The entries below hold a line with "Target: patio chair" and a line with "Target: concrete patio". Return those lines and all that lie between them, exactly and only.

#### Exercise data

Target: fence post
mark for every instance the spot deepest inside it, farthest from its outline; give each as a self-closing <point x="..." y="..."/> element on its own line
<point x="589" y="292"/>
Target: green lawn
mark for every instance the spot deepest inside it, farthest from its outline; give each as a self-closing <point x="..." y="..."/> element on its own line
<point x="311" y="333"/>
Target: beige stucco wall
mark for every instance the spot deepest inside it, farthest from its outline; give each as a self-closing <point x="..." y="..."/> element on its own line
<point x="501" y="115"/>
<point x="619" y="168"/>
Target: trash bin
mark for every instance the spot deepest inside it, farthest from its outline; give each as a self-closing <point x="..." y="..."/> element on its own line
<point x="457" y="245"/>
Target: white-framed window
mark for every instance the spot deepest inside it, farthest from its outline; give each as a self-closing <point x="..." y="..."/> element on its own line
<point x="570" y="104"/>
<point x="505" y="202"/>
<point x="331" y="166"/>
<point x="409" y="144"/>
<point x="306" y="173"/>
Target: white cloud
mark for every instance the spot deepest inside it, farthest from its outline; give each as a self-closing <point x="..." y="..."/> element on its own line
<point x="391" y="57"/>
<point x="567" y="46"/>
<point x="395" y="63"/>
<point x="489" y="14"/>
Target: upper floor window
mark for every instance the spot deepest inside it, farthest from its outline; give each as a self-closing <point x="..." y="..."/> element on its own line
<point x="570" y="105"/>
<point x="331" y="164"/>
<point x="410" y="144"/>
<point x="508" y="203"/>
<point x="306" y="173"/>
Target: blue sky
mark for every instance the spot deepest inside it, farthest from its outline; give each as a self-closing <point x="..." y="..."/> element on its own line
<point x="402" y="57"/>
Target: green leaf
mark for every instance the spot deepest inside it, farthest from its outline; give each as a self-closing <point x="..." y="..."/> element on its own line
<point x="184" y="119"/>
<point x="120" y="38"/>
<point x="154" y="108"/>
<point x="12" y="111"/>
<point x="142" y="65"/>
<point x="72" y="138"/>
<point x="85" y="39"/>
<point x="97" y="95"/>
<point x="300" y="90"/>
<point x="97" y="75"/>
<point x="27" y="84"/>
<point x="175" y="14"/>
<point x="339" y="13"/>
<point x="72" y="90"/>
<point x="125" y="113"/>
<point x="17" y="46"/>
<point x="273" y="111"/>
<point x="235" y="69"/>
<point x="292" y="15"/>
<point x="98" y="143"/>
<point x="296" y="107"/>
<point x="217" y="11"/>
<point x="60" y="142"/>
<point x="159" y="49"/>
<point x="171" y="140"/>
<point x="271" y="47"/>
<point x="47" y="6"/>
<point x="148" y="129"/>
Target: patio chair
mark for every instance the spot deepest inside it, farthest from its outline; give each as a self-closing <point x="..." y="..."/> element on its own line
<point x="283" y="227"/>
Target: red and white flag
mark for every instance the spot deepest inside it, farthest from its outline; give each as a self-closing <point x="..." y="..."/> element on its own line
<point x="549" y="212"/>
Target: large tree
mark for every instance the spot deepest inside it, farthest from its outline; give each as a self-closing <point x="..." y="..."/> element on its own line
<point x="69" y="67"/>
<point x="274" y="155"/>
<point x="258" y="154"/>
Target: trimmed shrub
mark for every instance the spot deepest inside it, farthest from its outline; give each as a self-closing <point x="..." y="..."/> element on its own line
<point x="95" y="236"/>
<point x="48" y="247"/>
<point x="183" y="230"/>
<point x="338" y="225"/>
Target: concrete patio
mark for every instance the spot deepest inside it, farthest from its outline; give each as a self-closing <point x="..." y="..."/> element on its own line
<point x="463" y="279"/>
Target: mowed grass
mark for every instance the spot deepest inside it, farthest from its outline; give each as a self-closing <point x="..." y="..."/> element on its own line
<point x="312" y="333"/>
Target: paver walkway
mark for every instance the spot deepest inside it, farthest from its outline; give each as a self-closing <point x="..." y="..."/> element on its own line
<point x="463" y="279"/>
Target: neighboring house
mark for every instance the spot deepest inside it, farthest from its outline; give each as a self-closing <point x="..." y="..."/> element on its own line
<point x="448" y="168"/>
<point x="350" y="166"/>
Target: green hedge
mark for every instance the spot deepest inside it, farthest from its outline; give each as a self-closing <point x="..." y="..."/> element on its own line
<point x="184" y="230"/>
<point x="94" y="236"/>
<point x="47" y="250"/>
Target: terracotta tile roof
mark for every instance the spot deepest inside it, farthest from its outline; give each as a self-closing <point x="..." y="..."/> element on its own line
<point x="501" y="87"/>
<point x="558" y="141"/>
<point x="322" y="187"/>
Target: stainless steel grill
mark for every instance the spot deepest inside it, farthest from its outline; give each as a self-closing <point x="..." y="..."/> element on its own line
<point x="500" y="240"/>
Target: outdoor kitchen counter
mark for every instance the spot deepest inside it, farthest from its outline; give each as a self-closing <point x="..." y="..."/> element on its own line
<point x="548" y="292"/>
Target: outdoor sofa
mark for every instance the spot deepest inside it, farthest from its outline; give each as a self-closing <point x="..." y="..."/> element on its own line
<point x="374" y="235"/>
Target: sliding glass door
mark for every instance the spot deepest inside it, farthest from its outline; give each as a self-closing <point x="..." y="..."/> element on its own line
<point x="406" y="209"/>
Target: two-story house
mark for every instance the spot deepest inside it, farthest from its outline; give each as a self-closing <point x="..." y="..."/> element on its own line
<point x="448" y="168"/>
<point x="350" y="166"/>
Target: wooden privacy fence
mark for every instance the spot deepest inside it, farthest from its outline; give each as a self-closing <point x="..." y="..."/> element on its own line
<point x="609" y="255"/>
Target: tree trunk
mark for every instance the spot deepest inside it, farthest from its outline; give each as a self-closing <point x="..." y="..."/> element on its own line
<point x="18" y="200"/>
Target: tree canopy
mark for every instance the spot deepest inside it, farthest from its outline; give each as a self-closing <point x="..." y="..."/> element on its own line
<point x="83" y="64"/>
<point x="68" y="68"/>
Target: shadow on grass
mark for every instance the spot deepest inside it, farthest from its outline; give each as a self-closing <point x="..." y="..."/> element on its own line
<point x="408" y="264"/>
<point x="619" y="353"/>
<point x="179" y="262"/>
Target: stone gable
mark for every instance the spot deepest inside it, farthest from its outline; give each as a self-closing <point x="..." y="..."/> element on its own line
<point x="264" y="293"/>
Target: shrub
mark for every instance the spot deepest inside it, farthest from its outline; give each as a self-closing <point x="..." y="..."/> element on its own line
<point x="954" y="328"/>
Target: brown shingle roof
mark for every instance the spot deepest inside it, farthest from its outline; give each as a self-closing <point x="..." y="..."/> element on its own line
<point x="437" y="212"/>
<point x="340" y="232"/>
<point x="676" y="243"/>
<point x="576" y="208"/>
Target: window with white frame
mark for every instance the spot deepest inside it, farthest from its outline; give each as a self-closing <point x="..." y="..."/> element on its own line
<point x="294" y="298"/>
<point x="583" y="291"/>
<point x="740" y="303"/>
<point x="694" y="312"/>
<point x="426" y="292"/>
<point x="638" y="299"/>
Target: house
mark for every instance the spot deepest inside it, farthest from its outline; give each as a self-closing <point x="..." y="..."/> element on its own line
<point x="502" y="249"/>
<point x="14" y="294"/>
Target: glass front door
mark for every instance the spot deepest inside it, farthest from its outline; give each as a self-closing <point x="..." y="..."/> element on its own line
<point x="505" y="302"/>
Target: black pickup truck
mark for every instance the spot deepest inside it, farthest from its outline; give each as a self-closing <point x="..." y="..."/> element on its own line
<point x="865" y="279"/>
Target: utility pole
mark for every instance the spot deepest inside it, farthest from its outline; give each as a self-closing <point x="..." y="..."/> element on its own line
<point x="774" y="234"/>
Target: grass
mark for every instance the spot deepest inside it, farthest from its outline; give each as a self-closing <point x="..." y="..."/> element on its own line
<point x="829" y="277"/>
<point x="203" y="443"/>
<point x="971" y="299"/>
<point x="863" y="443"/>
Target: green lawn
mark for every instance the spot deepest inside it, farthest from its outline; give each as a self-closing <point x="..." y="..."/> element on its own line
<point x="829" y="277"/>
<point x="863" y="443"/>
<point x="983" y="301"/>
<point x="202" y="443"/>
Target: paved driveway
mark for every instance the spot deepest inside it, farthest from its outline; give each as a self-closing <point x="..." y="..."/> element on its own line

########

Result of this task:
Target: patio chair
mark for every instance the spot deepest inside it, farthest from its outline; give each as a self-closing <point x="..." y="..."/> element on its own line
<point x="283" y="227"/>
Target: red and white flag
mark for every instance the spot deepest inside it, farthest from its outline; give each as a self-closing <point x="..." y="..."/> element on its own line
<point x="549" y="212"/>
Target: large tree
mark for every instance the spot deepest inside it, farthest from its outline; give each as a self-closing <point x="..." y="..."/> element on its own line
<point x="69" y="67"/>
<point x="274" y="155"/>
<point x="258" y="154"/>
Target: trimmed shrub
mark for every instance the spot deepest inside it, farthest from its outline; give each as a self-closing <point x="..." y="..."/> element on its own line
<point x="95" y="236"/>
<point x="48" y="247"/>
<point x="183" y="230"/>
<point x="338" y="225"/>
Target: concrete patio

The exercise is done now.